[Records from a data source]
──────────

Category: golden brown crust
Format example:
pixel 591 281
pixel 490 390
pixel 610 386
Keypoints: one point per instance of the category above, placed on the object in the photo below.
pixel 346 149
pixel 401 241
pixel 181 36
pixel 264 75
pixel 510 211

──────────

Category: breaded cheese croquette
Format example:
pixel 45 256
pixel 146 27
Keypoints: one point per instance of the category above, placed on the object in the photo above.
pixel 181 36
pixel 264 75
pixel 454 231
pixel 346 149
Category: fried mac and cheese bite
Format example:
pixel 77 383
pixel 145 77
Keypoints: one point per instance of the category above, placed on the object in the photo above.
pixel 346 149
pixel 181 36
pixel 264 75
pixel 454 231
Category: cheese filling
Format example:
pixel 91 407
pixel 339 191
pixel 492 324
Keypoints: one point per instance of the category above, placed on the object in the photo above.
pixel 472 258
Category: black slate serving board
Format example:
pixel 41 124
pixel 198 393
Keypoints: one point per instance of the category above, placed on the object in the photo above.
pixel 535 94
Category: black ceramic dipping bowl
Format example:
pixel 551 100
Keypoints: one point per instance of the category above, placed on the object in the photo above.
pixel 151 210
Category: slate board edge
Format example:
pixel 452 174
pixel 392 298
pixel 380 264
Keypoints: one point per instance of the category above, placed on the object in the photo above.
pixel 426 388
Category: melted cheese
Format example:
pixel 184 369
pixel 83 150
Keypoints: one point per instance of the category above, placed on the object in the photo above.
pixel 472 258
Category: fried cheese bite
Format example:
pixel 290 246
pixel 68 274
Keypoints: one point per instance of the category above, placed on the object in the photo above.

──────────

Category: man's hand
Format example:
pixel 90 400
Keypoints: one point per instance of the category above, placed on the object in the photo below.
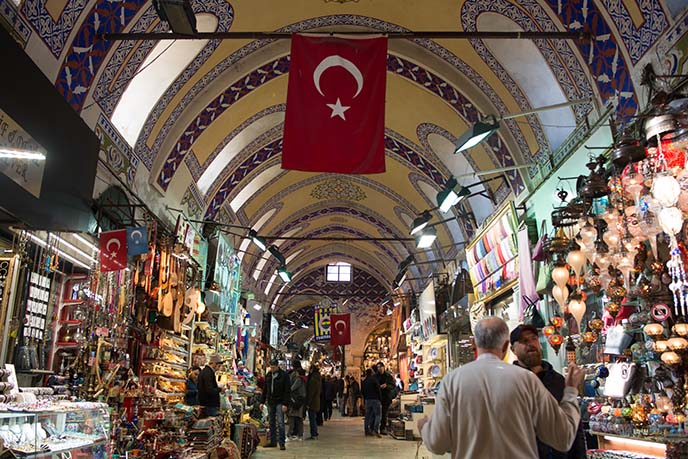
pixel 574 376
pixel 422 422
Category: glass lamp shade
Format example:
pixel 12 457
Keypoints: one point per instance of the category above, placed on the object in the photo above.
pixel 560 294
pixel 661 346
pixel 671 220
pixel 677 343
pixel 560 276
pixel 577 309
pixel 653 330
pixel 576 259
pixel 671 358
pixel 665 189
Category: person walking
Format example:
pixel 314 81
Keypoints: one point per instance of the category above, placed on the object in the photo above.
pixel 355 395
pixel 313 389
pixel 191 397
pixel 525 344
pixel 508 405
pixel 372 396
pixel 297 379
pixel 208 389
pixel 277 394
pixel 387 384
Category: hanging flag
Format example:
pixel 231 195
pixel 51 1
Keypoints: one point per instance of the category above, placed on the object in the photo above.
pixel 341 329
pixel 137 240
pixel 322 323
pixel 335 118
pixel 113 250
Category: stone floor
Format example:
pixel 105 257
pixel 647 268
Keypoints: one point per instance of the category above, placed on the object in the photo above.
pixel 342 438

──────────

## [AIM OF THE EXERCISE]
Search the data above for the string "fried" and return every line that has it.

## [ANSWER SPACE]
Category: fried mac and cheese bite
Category: fried cheese bite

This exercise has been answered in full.